** Begin Items **

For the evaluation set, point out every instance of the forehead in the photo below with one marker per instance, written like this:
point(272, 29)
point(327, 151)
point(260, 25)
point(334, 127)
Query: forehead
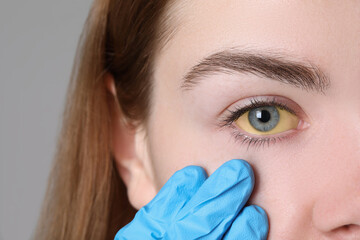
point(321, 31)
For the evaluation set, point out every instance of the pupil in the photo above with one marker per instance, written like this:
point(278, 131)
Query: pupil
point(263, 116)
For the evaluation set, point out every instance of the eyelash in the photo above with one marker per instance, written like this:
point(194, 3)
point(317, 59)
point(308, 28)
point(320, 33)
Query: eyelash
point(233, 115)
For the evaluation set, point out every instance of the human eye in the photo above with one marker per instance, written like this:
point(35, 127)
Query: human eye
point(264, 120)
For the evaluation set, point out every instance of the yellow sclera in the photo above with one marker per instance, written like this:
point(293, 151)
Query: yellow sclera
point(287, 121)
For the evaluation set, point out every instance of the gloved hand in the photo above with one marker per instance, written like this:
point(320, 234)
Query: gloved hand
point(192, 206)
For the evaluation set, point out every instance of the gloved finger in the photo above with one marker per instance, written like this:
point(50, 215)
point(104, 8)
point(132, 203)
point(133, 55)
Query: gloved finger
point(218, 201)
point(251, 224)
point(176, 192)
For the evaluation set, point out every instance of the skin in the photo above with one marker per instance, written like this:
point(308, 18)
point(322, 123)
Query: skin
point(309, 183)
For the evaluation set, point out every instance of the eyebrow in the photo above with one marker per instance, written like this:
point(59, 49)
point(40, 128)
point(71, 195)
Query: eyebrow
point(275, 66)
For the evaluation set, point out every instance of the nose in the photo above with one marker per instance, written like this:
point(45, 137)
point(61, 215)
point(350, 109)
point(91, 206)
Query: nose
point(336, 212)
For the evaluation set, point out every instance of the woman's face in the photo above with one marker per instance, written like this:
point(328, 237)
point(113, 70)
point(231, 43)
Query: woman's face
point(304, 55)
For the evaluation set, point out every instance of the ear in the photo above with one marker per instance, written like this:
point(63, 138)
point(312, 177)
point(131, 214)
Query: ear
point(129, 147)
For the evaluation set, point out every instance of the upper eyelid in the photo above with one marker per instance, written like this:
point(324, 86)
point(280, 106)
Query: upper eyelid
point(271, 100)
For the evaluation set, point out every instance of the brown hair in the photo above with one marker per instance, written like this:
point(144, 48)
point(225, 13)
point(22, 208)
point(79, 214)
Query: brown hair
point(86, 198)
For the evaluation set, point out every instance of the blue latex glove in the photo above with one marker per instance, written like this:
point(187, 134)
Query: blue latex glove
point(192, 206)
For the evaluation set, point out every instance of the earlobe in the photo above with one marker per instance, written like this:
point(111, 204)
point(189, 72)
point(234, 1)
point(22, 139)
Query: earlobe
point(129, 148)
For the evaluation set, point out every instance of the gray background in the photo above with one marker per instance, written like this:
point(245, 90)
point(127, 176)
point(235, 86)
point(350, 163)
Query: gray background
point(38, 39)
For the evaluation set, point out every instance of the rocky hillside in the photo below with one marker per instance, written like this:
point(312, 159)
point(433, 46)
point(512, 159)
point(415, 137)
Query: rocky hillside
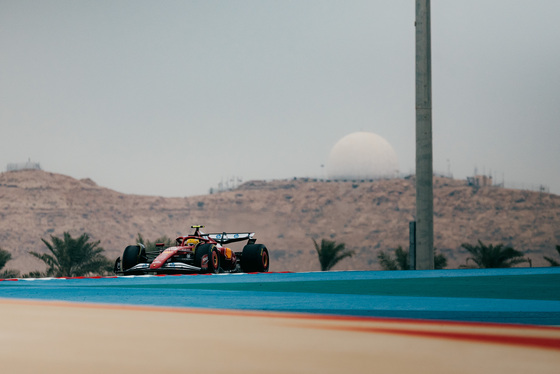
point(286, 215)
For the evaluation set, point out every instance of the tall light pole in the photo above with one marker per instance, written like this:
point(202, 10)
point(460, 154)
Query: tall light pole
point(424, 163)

** End Items **

**Task description**. Please put every line of the records above into a JSON list of strings, one string per line, skipping blank lines. Leave the pictures out.

**Full answer**.
[
  "For the evaluation set, point out every instance of the forehead in the photo below with one marker per instance, written like this:",
  "point(272, 29)",
  "point(327, 151)",
  "point(260, 25)",
  "point(334, 127)",
  "Query: forehead",
  "point(321, 31)",
  "For the evaluation set, point out every instance of the pupil in the photo above with one marker per instance, written like this:",
  "point(278, 131)",
  "Query: pupil",
  "point(263, 116)",
  "For the evaluation set, point out every instance of the eyelash in the photo above with one marker per instance, written like this:",
  "point(194, 3)",
  "point(317, 59)",
  "point(308, 28)",
  "point(320, 33)",
  "Query: eyelash",
  "point(233, 115)",
  "For the evaluation set, point out every instance of the human eye in the photo above with one marker per instance, written like this:",
  "point(35, 127)",
  "Query: human eye",
  "point(264, 120)",
  "For the evaluation set, point out every instance of the yellow sclera in the photo above with one marker per instance, written like this:",
  "point(293, 151)",
  "Query: yellow sclera",
  "point(287, 121)",
  "For the evaluation set, point out every instance of the gloved hand in the photo above with one marker per instance, written like this:",
  "point(320, 234)",
  "Query: gloved hand",
  "point(192, 206)",
  "For the evaluation set, point out every instance of the gloved finger in the photo above with one marker per instance, written like this:",
  "point(50, 215)",
  "point(104, 8)",
  "point(132, 203)",
  "point(133, 55)",
  "Query: gloved finger",
  "point(218, 201)",
  "point(251, 224)",
  "point(176, 192)",
  "For the evaluation set, point out every instance of the skin in the photo above with one marker per instance, written like this:",
  "point(308, 18)",
  "point(322, 123)",
  "Query: skin",
  "point(309, 183)",
  "For the evaluation set, point out every instance of the eyebrow in the photo above with one marker per instance, written like this:",
  "point(59, 49)",
  "point(40, 128)",
  "point(71, 195)",
  "Query: eyebrow",
  "point(275, 66)",
  "For the evaluation set, point out every instance of the nose in the photo above with one marker per instance, written like this:",
  "point(45, 137)",
  "point(61, 215)",
  "point(350, 109)",
  "point(91, 206)",
  "Query: nose",
  "point(336, 212)",
  "For the evaluation set, point out every instance of the woman's face in the photo above with one marker per instance, written like this:",
  "point(328, 237)",
  "point(113, 70)",
  "point(231, 43)",
  "Query: woman's face",
  "point(304, 55)",
  "For the evaluation set, point out every instance of the ear in the photo above with one marker per instance, written like this:",
  "point(63, 138)",
  "point(312, 177)",
  "point(131, 214)",
  "Query: ear",
  "point(129, 147)",
  "For the evaluation set, point out every instance of the upper eyelid in the photo above with one marker per instance, written like this:",
  "point(324, 86)",
  "point(280, 106)",
  "Query: upper eyelid",
  "point(271, 100)",
  "For the evaluation set, point out every instance of the brown hair in the photo above with one marker per instance, written like this:",
  "point(144, 48)",
  "point(225, 13)",
  "point(22, 208)",
  "point(79, 214)",
  "Query: brown hair",
  "point(86, 198)",
  "For the evaluation set, point out every instance of the blue latex glove in the photo above with one marker per instance, written like this:",
  "point(187, 134)",
  "Query: blue latex glove",
  "point(192, 206)",
  "For the evaluation set, point out every instance of the earlobe in the photo above with one marker per instance, written like this:",
  "point(111, 204)",
  "point(189, 72)",
  "point(234, 1)",
  "point(22, 139)",
  "Query: earlobe",
  "point(129, 148)",
  "For the evaluation set, point out every instance of the gray background in the photo above with one marker per instance, written like this:",
  "point(245, 90)",
  "point(127, 176)",
  "point(235, 86)",
  "point(350, 163)",
  "Query: gray background",
  "point(38, 39)",
  "For the evaluation set, point out every instance of the rocky hillside in the photo below with one marker per instance, written like this:",
  "point(312, 159)",
  "point(433, 46)",
  "point(512, 159)",
  "point(415, 137)",
  "Query: rocky hillside",
  "point(286, 215)",
  "For the evaluation set, point out every instance of the tall light pole in the photo above with one marker per instance, written like this:",
  "point(202, 10)",
  "point(460, 154)",
  "Query: tall light pole",
  "point(424, 163)"
]